# TASK BRIEF:
Return every line of the data below exactly, but do not include the images.

# PROVIDED RECORDS:
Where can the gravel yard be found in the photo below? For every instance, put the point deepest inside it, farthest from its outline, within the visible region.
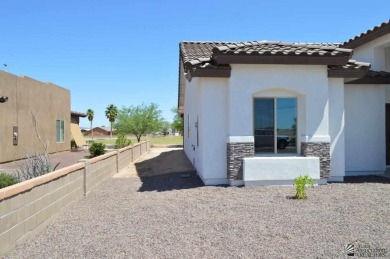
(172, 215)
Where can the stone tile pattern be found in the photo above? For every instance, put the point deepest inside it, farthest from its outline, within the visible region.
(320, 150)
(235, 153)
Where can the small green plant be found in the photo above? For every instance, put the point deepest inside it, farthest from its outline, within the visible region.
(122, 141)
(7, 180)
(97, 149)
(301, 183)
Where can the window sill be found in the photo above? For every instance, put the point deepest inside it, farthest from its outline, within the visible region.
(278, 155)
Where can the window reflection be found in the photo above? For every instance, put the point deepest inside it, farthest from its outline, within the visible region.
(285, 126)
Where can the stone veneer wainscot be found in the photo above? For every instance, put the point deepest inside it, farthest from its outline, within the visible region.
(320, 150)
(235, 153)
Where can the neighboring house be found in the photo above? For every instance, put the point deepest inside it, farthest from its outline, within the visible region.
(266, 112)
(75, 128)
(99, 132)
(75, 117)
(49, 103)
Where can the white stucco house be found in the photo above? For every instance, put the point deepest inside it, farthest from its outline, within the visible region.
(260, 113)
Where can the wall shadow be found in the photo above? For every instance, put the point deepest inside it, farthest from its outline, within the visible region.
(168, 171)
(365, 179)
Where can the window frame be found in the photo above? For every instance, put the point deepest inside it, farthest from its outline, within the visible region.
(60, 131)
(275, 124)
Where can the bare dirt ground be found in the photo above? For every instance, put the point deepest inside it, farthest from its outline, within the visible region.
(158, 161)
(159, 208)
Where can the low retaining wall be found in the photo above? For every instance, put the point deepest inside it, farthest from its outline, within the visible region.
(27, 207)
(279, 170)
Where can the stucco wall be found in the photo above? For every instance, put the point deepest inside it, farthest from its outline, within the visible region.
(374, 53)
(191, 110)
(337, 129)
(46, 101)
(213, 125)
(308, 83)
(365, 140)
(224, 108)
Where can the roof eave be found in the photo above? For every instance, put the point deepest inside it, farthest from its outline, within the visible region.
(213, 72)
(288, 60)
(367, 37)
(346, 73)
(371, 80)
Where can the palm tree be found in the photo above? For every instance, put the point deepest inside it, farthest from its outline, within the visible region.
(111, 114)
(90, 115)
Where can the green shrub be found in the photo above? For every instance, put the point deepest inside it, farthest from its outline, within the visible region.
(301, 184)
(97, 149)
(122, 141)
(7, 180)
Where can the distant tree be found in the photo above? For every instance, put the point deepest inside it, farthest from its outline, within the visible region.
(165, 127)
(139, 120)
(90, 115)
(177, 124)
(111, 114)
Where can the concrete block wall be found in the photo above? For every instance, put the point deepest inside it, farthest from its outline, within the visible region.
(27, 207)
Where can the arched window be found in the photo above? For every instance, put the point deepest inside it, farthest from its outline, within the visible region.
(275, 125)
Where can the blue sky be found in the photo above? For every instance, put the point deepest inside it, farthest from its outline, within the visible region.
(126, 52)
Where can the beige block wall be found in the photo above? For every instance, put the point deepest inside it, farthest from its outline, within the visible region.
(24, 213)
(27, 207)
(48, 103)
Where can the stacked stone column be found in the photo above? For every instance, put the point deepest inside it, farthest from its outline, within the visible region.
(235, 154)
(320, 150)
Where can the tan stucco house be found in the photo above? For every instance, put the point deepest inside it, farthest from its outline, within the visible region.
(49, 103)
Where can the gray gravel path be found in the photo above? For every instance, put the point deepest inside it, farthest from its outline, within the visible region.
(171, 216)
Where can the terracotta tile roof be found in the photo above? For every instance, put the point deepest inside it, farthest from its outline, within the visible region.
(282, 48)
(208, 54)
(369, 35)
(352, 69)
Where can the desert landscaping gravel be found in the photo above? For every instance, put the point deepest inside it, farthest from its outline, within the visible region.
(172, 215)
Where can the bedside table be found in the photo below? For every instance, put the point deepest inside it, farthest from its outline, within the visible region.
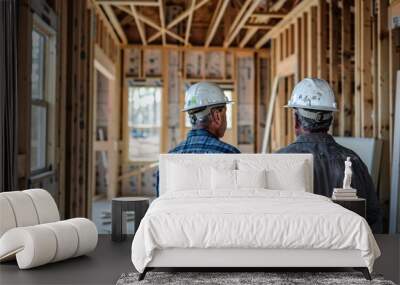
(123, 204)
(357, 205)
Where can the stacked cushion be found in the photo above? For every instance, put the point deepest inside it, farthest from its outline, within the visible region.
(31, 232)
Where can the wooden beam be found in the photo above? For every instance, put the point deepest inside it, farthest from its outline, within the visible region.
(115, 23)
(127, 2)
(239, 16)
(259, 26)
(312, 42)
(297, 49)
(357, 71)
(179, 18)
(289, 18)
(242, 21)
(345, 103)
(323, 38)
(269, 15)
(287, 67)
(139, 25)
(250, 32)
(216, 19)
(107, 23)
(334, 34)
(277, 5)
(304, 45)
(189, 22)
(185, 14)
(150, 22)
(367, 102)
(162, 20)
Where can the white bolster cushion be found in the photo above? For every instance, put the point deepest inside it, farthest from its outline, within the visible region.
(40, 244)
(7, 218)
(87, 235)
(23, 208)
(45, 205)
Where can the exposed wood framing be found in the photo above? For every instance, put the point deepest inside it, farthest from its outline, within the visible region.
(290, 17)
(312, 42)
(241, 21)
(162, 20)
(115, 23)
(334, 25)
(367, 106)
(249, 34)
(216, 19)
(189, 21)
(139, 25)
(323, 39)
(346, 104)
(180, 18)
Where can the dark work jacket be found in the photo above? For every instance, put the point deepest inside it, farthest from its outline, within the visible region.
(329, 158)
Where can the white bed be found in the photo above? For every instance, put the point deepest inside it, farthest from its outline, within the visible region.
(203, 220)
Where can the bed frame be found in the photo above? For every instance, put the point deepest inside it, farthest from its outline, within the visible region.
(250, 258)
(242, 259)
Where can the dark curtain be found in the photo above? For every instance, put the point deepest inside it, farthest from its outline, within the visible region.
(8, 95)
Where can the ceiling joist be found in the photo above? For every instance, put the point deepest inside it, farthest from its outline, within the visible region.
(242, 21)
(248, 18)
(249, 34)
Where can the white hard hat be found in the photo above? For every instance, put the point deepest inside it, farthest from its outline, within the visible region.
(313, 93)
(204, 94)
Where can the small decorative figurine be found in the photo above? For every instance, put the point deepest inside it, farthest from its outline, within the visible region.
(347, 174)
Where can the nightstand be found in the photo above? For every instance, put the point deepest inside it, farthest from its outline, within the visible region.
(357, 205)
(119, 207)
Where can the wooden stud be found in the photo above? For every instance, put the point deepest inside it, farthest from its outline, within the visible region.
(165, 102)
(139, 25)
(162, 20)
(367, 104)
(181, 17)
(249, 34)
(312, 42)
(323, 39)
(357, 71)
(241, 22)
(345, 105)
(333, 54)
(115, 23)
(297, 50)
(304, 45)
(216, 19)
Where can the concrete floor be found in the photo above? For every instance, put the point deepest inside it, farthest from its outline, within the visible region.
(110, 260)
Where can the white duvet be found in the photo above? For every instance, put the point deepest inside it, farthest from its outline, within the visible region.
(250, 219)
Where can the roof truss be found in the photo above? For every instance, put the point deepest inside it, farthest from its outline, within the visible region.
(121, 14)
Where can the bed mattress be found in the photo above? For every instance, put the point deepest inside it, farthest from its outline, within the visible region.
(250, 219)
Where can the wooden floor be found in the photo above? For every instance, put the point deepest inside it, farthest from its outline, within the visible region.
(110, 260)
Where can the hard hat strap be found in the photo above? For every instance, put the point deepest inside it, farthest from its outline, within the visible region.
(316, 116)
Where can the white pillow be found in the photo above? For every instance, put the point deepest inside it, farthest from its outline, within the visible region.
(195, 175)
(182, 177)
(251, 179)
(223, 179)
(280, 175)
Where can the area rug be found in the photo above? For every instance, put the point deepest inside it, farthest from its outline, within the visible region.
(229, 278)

# WRITTEN ANSWER:
Where can the gravel yard be found in the photo below? For every instance, put the point deepest inside it, farthest from its outline, within the visible region.
(172, 215)
Where can the stone tile pattern be found in the photo above? For every instance, put the point deepest inside it, farthest from its outline, within the visible region.
(320, 150)
(235, 153)
Where can the small green plant be found in the photo above? For every instance, put the point deepest inside it, farthest from its outline, within the visible region.
(122, 141)
(7, 180)
(97, 149)
(301, 183)
Where can the window sill be found in the photo above? For every instance, put the point deepest inside it, farthest from its outline, within the visible region.
(278, 155)
Where can the window reflection be found in the photo above? For every instance, put the point deepest inside it, farthest from its outline, within the visible region.
(285, 126)
Where can the stone veneer wainscot be found in the photo above? For every instance, put the point deepest inside it, farthest from its outline, within the visible region.
(320, 150)
(235, 153)
Where can the neighboring house be found in the photo above? For every instance, put the point deepest inside it, farthest from its outline, within the visible region.
(266, 112)
(75, 128)
(99, 132)
(75, 117)
(49, 103)
Where can the white stucco house be found in the photo above? For every instance, put the point deepest inside it, farthest from its outline, within the visible region.
(260, 113)
Where can the wall shadow be found in the photo above? For every instance, put the point deepest inside it, farthest from its outline, within the visible region.
(168, 171)
(365, 179)
Where can the window frame be found in the photo above? For every instance, put the point deepest inside it, farthest from its outline, within the visible region.
(60, 131)
(275, 124)
Where can the bare dirt ground be found in the photo above? For every instance, put the point deepest inside it, farthest from its outline, within the visible region.
(158, 161)
(159, 208)
Where can the low retaining wall be found in the photo above? For every instance, put the point deepest inside it, farthest from its outline, within the visible region.
(27, 207)
(279, 170)
Where can the stucco wall be found in the photo above? For every instance, put the point deepest inside it, farthest from its outline, within the visible region.
(374, 53)
(191, 110)
(337, 129)
(46, 101)
(213, 125)
(308, 83)
(365, 140)
(224, 108)
Where can the roof eave be found in the photo above? For every instance, put the point deepest inside it, farthest from its outline, within the visible region.
(213, 72)
(288, 60)
(367, 37)
(346, 73)
(371, 80)
Where can the palm tree be found in the photo above? For every instance, put the point deepest inside it, farthest from its outline, within the visible region.
(111, 114)
(90, 115)
Where can the green shrub be found in the photo above? For every instance, put the point deepest inside it, farthest from its outline, within the visible region.
(301, 184)
(97, 149)
(122, 141)
(7, 180)
Where can the distant tree be found in the photo above? For every instance, put the point deepest inside it, farthest from its outline, within the visible region.
(165, 127)
(139, 120)
(90, 115)
(177, 124)
(111, 114)
Where can the concrete block wall be found in the photo above? For every instance, put the point deepest inside it, farthest from its outline, within the visible region.
(27, 207)
Where can the arched window be found in the photo above? For every instance, put the point deepest inside it, farthest from its outline, within the visible region.
(275, 125)
Where can the blue sky be found in the photo above? For every instance, put the point deepest inside it, farthest from its outline, within the visible region.
(126, 52)
Where can the beige block wall be found in the photo above? For every instance, put the point deepest inside it, farthest from its outline, within the visible region.
(24, 213)
(27, 207)
(48, 103)
Where can the stacked stone column be found in the photo above? For every instance, put the point deepest inside it, farthest from its outline, within the visible region.
(235, 154)
(320, 150)
Where can the tan stucco house be found in the photo above? For every instance, put the point deepest inside it, farthest from its outline, within the visible region.
(49, 103)
Where can the gray gravel path be found in the photo above? For every instance, put the point deepest inside it, farthest from its outline, within the visible region.
(171, 216)
Where can the terracotta tile roof be found in the photo above? For every instance, put the point deepest inside it, farthest from its outline, within the visible region.
(282, 48)
(208, 54)
(369, 35)
(352, 69)
Where can the desert landscaping gravel be found in the photo above? For every instance, put the point deepest inside it, farthest from its outline, within the visible region.
(172, 215)
Where can the bedside table be found in the photo below? For every instance, put the point deepest inside it, farthest from its outline, within the visible region.
(123, 204)
(357, 205)
Where can the stacked cushion be found in the photo above? For every instance, put the point deepest inside it, farthest from its outline, within the visible region.
(31, 232)
Where can the wooden beam be found in the photo above? For every instance, put the point deepest inside it, farthest from its outline, within the visible region.
(115, 23)
(127, 2)
(239, 16)
(259, 26)
(312, 42)
(297, 49)
(357, 71)
(179, 18)
(289, 18)
(242, 21)
(345, 103)
(323, 38)
(269, 15)
(287, 67)
(139, 25)
(250, 32)
(216, 19)
(107, 23)
(334, 34)
(277, 5)
(304, 45)
(189, 22)
(185, 14)
(150, 22)
(367, 102)
(162, 20)
Where can the white bolster cushion be found in the photo above? For every instance, put the point deepest inside it, farthest from its outline, within the visible region.
(40, 244)
(7, 218)
(87, 235)
(23, 208)
(45, 205)
Where can the exposed wood framing be found in the photo above? For every instance, put the point deepest inside it, farthest from its outline, within the visible region.
(290, 17)
(312, 42)
(241, 21)
(162, 20)
(115, 23)
(334, 25)
(367, 106)
(249, 34)
(216, 19)
(189, 21)
(139, 25)
(323, 39)
(346, 104)
(180, 18)
Where can the dark work jacket be found in the photo above? For every instance, put the point deepest inside it, farthest from its outline, within the visible region.
(329, 158)
Where can the white bed be found in the photo above? For every instance, put the point deepest inside it, farthest from its outline, within the visible region.
(203, 220)
Where can the bed frame be found in the photo above? For every instance, put the point deepest inside it, farthest from its outline, within the visible region.
(250, 258)
(242, 259)
Where can the dark curtain be found in the photo above? For every instance, put the point deepest inside it, farthest from its outline, within the visible region.
(8, 95)
Where can the ceiling joist be found in the photo above? For every instance, put the point deepest inside it, farthest from its outline, within the visible region.
(242, 21)
(248, 18)
(249, 34)
Where can the white hard hat be found in the photo above? For every instance, put the point deepest inside it, farthest from its outline, within the visible region.
(313, 93)
(204, 94)
Where can the small decorative figurine be found in the photo above? For every instance, put the point deepest inside it, farthest from its outline, within the visible region.
(347, 174)
Where can the nightstand be found in the photo above? For every instance, put the point deepest inside it, farthest from its outline, within the visible region.
(357, 205)
(119, 207)
Where can the wooden stud be found in the photo above? For every instance, put the point deepest inside it, farthest from its outline, within the visible region.
(165, 102)
(139, 25)
(162, 20)
(367, 104)
(181, 17)
(249, 34)
(312, 42)
(323, 39)
(357, 71)
(241, 22)
(345, 105)
(333, 54)
(115, 23)
(297, 50)
(304, 45)
(216, 19)
Where can the concrete floor be found in the photo above? For every instance, put the point deepest inside it, farthest from its outline, within the visible region.
(110, 260)
Where can the white duvet be found in the photo above? For every instance, put the point deepest inside it, farthest from its outline, within the visible region.
(250, 219)
Where can the roof truss be found in the photo above? For every instance, put the point deepest inside it, farthest from its outline, within the visible region.
(121, 14)
Where can the bed mattress be found in the photo above? For every instance, put the point deepest inside it, farthest from its outline, within the visible region.
(250, 219)
Where can the wooden floor be found in the photo above? For every instance, put the point deepest inside it, farthest from its outline, within the visible region.
(110, 260)
Where can the hard hat strap be found in the photo above? For every instance, put the point deepest inside it, farthest from its outline, within the visible region.
(316, 116)
Where can the white pillow be found in the photo above? For every instance, put the point deepest inside it, farthest from its outline, within the visible region.
(195, 175)
(182, 177)
(251, 179)
(223, 179)
(280, 175)
Where can the area rug be found in the photo above? For every instance, put the point deepest inside it, farthest from its outline, within the visible region.
(229, 278)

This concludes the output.